::: MATERIAL FOR THIS TASK
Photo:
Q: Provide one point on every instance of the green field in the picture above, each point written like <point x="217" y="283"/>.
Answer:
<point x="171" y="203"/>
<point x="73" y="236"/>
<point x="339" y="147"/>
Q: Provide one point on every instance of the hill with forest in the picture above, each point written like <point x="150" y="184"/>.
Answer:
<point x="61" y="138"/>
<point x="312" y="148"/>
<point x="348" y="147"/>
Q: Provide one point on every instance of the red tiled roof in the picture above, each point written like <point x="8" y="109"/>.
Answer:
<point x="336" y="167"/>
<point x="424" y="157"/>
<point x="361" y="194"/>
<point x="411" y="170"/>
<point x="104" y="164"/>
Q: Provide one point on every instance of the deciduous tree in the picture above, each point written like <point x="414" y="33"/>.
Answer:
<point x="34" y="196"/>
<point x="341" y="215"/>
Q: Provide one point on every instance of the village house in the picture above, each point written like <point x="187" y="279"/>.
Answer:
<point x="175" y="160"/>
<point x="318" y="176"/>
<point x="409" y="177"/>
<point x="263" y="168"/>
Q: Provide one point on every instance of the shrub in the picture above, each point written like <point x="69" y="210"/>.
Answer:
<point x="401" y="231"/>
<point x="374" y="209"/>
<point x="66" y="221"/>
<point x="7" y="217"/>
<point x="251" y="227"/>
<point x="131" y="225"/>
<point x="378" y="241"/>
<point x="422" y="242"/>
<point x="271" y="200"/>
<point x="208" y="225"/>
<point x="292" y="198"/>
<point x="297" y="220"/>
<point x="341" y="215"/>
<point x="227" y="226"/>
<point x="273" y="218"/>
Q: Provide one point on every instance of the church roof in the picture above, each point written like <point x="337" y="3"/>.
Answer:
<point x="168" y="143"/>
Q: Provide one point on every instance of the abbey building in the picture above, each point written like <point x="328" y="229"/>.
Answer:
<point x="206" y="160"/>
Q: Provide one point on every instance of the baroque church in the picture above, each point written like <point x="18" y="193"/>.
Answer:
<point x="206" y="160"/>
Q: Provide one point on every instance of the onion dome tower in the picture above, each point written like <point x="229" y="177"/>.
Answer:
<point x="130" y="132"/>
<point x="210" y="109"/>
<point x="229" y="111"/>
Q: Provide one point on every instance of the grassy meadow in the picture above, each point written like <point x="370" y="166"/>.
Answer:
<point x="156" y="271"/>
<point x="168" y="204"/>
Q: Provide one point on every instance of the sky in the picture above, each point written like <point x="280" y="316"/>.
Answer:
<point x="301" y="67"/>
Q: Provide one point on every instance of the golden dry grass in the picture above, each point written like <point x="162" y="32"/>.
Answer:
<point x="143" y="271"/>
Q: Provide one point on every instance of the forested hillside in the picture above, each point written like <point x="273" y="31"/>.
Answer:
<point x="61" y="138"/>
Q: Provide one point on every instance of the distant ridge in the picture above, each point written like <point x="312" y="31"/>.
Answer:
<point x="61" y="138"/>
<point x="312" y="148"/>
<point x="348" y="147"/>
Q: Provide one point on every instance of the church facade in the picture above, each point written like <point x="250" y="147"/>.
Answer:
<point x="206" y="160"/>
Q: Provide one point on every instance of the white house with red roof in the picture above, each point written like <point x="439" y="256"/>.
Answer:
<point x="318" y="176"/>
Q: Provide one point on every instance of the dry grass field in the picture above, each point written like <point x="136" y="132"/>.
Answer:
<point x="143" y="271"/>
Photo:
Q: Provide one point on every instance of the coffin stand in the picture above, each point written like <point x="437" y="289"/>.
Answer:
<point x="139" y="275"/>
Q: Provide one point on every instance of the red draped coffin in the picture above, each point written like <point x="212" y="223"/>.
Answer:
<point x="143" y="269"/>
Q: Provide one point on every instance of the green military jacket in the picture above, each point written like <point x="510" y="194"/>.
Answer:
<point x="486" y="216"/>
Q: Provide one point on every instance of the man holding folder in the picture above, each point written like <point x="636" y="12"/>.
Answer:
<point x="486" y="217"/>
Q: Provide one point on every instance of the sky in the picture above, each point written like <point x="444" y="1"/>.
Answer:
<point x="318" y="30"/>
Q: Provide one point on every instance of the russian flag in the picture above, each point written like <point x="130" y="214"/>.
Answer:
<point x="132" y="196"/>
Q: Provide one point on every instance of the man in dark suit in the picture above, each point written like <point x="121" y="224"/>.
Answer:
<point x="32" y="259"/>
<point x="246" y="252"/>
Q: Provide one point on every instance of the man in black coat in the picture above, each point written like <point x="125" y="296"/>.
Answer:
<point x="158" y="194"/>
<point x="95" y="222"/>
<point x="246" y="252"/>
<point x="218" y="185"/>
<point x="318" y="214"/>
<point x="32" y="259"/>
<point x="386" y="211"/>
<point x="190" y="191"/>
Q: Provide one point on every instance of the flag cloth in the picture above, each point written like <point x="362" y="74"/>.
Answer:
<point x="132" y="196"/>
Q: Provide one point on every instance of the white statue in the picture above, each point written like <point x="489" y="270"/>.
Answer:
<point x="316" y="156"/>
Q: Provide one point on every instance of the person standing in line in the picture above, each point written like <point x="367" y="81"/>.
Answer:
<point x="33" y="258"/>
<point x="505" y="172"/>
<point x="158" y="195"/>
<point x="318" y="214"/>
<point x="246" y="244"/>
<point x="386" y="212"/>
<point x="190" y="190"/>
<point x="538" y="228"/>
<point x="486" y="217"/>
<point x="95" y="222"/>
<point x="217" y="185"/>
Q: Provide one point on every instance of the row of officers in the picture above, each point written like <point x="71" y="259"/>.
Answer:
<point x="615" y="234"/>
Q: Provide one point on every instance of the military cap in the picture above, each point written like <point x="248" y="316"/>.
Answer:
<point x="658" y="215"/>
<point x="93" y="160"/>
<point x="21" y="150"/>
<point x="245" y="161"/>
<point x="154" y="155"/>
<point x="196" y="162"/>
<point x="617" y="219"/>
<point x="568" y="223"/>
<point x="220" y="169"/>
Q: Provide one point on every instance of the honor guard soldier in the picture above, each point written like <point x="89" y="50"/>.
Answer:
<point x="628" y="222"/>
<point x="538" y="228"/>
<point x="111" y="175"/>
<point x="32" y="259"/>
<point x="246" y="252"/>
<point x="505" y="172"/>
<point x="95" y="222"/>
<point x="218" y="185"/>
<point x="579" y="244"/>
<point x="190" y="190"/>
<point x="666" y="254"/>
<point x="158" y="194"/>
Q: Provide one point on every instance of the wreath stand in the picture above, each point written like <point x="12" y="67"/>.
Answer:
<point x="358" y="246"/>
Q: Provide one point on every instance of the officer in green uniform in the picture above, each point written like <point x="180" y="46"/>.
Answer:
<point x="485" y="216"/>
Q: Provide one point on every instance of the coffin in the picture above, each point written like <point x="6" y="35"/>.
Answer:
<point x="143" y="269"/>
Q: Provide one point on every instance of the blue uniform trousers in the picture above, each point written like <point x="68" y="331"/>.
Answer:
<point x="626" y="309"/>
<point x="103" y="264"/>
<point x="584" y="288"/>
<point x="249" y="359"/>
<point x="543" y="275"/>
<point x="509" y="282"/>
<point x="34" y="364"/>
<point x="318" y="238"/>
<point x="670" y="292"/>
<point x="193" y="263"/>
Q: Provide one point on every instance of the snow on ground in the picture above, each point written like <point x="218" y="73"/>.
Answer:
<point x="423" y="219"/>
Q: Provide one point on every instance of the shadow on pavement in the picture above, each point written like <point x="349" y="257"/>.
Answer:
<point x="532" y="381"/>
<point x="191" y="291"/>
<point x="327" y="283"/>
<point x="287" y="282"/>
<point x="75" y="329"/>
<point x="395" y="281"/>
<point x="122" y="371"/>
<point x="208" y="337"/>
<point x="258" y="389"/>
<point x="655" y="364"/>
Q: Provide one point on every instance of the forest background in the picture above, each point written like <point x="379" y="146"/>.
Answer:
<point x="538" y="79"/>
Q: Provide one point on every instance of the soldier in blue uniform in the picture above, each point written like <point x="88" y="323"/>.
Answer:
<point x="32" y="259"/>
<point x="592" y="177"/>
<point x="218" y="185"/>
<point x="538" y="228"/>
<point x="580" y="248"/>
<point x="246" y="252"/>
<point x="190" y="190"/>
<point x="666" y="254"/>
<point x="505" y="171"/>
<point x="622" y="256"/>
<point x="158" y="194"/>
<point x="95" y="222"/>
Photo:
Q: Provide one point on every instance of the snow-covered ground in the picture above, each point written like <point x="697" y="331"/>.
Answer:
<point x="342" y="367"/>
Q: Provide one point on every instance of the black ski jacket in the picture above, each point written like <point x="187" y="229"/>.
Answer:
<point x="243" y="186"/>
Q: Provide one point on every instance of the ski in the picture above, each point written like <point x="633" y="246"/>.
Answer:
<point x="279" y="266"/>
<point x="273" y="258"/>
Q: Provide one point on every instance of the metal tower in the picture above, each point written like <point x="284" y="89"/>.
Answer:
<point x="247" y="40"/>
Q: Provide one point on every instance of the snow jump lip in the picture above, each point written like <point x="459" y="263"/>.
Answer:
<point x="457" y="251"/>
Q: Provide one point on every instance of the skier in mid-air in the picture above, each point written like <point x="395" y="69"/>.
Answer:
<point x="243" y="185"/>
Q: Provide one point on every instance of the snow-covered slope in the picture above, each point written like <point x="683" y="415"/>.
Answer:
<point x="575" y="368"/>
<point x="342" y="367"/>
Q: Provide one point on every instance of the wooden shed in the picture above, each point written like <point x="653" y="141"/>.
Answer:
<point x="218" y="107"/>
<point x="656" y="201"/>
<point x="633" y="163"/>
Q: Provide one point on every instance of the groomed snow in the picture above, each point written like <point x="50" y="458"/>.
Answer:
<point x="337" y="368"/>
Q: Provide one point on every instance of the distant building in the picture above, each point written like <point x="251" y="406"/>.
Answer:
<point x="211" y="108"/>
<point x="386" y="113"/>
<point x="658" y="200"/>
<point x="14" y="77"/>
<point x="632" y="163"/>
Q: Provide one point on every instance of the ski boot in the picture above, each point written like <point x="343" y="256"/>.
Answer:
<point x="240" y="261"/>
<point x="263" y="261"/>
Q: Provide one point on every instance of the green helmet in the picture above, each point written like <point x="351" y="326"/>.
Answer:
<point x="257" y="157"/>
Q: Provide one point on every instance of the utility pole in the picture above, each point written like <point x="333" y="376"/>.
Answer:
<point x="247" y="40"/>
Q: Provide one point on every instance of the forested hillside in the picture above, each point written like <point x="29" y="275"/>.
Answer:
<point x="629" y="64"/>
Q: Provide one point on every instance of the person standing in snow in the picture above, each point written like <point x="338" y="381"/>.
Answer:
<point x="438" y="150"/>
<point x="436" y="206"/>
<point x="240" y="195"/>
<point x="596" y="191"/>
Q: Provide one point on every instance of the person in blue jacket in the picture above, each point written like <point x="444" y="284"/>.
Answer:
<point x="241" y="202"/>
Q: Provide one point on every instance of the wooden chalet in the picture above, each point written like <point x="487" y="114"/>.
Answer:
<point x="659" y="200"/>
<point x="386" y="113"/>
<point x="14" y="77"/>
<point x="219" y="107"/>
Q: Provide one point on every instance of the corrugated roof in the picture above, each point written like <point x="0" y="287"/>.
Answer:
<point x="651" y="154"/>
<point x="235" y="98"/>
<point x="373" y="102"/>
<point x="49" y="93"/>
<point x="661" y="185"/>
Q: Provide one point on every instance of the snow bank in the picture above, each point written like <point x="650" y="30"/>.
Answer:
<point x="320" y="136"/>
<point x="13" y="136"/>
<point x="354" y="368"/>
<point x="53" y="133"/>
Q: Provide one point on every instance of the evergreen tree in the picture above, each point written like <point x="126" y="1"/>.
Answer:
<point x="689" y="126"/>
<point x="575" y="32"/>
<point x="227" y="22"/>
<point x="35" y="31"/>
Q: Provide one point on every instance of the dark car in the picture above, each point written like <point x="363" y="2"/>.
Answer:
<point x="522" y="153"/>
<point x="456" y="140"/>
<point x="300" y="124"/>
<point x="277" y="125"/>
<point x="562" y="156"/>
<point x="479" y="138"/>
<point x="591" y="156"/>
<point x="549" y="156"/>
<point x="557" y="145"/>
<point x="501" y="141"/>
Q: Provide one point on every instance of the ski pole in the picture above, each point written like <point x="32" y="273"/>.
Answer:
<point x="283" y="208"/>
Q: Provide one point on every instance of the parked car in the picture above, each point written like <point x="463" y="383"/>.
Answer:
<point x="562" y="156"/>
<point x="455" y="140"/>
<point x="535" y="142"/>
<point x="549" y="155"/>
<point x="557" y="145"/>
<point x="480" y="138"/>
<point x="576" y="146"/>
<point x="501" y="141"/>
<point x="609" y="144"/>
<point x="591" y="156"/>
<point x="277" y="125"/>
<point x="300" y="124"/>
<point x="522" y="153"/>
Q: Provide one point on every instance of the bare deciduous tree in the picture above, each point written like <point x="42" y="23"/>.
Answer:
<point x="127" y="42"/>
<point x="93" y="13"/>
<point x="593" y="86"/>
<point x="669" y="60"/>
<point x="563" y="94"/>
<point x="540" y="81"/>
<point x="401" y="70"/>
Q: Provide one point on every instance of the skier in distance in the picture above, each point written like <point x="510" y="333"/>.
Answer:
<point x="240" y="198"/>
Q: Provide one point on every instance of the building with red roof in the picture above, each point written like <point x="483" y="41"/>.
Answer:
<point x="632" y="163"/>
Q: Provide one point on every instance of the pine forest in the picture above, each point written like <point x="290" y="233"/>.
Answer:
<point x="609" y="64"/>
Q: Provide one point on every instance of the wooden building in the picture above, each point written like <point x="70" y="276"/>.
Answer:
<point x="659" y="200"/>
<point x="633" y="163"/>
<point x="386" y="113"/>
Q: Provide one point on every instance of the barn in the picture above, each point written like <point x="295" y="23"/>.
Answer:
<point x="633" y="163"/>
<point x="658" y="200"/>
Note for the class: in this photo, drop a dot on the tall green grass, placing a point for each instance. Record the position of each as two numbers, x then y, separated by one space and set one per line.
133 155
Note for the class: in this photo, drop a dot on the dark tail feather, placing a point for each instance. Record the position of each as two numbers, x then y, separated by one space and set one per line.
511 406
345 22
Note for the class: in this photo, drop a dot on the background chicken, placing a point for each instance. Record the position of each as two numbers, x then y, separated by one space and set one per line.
::::::
Throughout the material above, find every line holding "field" and copy it.

Q: Provide one point on every instance of the green field in the picture above, each point written like <point x="217" y="283"/>.
Q: Provide one point on every instance of the dry grass field in the picture above, each point written like <point x="136" y="132"/>.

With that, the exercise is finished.